## Consegne dell'esercizio
**A.** Ripeti senza alcuna modifica la parte del brano che si apre con le parole contenenti "In primo grado, con" e si chiude con "connesso o consequenziale.".
**B.** Rispondi alle seguenti domande sul brano.
(i) Con quale ordinanza, indicata per numero e data, il Comune annulla parzialmente il permesso di costruire n. 143/2014?
(ii) A partire da quale data i ricorrenti sono proprietari dell'immobile?
(iii) Di quanti centimetri il permesso di costruire n. 92/2015 abbassa rispettivamente la quota di imposta e quella di colmo del tetto?

## Brano
• • • • •

In primo grado, con ricorso notificato in data 22 maggio 2017 Ma. Ro. e Be. Ro. impugnano l’ordinanza n. 17 del 21 marzo 2017, con la quale il Comune di (omissis) annulla parzialmente, ai sensi dell’articolo 21-nonies della legge n. 241/1990, il permesso di costruire n. 143/2014 e successivi permessi in variante (n. 42/2015 e n. 92/2015), e per l’effetto ordina ai ricorrenti di provvedere, entro i successivi 90 giorni, “alla integrale restituzione in pristino dell’altezza originaria dell’edificio come prevista prima degli interventi di cui ai titoli annullati”, con l’avvertenza che, in difetto, il bene e l’area di sedime verranno acquisite di diritto al patrimonio dell’Amministrazione, per tutte le conseguenze di legge, nonché ogni altro atto presupposto, connesso o consequenziale.
In punto di fatto, i ricorrenti espongono:
– di essere proprietari, a far data dal 7 dicembre 2015, di un immobile a destinazione residenziale ubicato in (omissis), via (omissis), catastalmente identificato al N.C.E.U. al foglio n. (omissis), mappali n. (omissis), costituito da piano seminterrato, piano terra e primo piano, e classificato all’interno del vigente piano di governo del territorio in “ambito territoriale (omissis) – sistemi insediativi di rilevanza paesaggistica”, che si caratterizza per una morfologia urbana tipica delle zone di recente espansione abitativa (così l’articolo 97 del piano delle regole);
– che, in relazione a tale immobile, viene rilasciato ai loro danti causa permesso di costruire n. 143/2014, con il quale è autorizzata la ristrutturazione del fabbricato, e con essa, “il sopralzo della parte centrale del tetto come descritto nelle tavole progettuali”;
– che, successivamente sono emanati due titoli in variante costituiti dal permesso di costruire n. 42/2015 con il quale è assentita l’eliminazione della scala interna di collegamento al piano sottotetto e la formazione di nuovo ingresso pedonale su via (omissis), e il permesso di costruire n. 92/2015, avente ad oggetto, oltre ad alcune opere interne, l’abbassamento, rispettivamente, di 20 e 40 centimetri delle quote di imposta e di colmo del tetto;
– che, con nota del 12 dicembre 2016, il Comune comunica ai danti causa l’avvio del procedimento finalizzato all’accertamento di eventuali violazioni alle regole urbanistiche, in particolare, in ordine all’altezza della costruzione;
– che, in relazione a questo punto, i ricorrenti chiedono e ottengono la sanatoria delle difformità riscontrate nel corso del sopralluogo, ad eccezione di quelle relative al tetto;
– che l’Amministrazione, nonostante le osservazione formulate dai ricorrenti in sede procedimentale, annulla i titoli edilizi rilasciati ordinando ai ricorrenti il ripristino dell’altezza originaria dell’edificio.
I ricorrenti articolano cinque motivi di ricorso.

• • • • •

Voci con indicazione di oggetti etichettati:
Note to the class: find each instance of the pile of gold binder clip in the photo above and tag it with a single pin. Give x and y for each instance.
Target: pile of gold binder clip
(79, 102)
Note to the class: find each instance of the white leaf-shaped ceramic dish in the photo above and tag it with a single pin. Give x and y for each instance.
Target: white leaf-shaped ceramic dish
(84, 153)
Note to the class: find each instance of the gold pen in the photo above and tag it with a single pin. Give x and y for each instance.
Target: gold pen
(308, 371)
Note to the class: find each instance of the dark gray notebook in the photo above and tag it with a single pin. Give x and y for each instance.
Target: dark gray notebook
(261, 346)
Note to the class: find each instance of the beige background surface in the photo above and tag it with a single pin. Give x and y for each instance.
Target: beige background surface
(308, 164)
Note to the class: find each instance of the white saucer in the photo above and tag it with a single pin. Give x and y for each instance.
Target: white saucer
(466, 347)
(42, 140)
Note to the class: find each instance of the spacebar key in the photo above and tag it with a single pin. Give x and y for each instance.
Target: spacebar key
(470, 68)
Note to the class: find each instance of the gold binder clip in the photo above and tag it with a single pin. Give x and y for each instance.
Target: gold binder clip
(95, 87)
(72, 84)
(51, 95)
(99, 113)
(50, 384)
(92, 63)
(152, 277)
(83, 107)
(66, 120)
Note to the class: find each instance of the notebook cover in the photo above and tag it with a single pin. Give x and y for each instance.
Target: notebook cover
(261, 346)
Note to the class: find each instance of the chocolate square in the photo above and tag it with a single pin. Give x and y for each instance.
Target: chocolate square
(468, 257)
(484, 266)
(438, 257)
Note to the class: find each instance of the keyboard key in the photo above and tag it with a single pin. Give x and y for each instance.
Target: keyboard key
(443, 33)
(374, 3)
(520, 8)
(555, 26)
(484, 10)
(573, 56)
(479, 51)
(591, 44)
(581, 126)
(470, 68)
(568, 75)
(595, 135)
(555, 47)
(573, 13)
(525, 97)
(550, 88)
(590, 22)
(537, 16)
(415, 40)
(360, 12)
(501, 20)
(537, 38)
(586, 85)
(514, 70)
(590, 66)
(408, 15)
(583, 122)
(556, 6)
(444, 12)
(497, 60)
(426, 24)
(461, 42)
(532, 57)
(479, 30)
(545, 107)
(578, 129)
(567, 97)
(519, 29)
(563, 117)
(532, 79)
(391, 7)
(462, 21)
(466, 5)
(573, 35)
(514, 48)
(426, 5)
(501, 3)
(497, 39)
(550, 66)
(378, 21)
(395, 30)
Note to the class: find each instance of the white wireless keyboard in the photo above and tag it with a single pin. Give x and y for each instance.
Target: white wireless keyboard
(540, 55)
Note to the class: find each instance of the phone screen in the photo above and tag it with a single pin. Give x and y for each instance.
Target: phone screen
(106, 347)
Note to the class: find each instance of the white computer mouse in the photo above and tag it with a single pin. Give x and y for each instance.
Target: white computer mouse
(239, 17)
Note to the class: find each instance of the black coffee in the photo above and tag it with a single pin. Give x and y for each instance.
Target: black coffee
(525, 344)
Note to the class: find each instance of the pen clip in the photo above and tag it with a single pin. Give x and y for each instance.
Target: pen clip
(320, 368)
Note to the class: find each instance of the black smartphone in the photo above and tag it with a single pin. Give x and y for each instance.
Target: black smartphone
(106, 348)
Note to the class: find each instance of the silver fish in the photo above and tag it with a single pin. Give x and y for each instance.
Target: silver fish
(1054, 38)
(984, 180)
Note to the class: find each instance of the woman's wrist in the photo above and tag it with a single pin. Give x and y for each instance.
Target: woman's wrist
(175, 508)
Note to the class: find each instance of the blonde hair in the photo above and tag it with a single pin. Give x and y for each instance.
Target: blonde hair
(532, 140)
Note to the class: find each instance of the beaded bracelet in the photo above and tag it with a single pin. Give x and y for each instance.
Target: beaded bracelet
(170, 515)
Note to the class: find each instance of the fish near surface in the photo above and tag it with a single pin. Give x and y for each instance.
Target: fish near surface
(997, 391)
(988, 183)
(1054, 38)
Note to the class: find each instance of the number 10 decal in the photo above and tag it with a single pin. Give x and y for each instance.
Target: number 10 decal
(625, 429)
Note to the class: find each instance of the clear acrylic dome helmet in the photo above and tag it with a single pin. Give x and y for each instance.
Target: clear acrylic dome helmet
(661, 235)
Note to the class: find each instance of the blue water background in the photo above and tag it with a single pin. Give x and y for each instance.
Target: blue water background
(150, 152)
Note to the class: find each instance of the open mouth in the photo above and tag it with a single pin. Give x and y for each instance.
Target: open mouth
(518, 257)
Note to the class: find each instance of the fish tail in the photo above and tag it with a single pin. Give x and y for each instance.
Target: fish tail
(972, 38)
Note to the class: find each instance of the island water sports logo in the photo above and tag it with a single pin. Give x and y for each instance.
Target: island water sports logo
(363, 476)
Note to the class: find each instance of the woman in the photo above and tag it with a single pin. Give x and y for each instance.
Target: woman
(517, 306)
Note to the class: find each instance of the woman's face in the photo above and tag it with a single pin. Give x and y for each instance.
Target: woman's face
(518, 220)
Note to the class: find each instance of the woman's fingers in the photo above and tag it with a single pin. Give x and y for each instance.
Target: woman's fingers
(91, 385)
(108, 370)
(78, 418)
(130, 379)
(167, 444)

• • • • •

## Soluzioni
**A.**
In primo grado, con ricorso notificato in data 22 maggio 2017 Ma. Ro. e Be. Ro. impugnano l’ordinanza n. 17 del 21 marzo 2017, con la quale il Comune di (omissis) annulla parzialmente, ai sensi dell’articolo 21-nonies della legge n. 241/1990, il permesso di costruire n. 143/2014 e successivi permessi in variante (n. 42/2015 e n. 92/2015), e per l’effetto ordina ai ricorrenti di provvedere, entro i successivi 90 giorni, “alla integrale restituzione in pristino dell’altezza originaria dell’edificio come prevista prima degli interventi di cui ai titoli annullati”, con l’avvertenza che, in difetto, il bene e l’area di sedime verranno acquisite di diritto al patrimonio dell’Amministrazione, per tutte le conseguenze di legge, nonché ogni altro atto presupposto, connesso o consequenziale.

**B.**
(i) Con l'ordinanza n. 17 del 21 marzo 2017.
(ii) Dal 7 dicembre 2015.
(iii) Di 20 centimetri la quota di imposta e di 40 centimetri quella di colmo.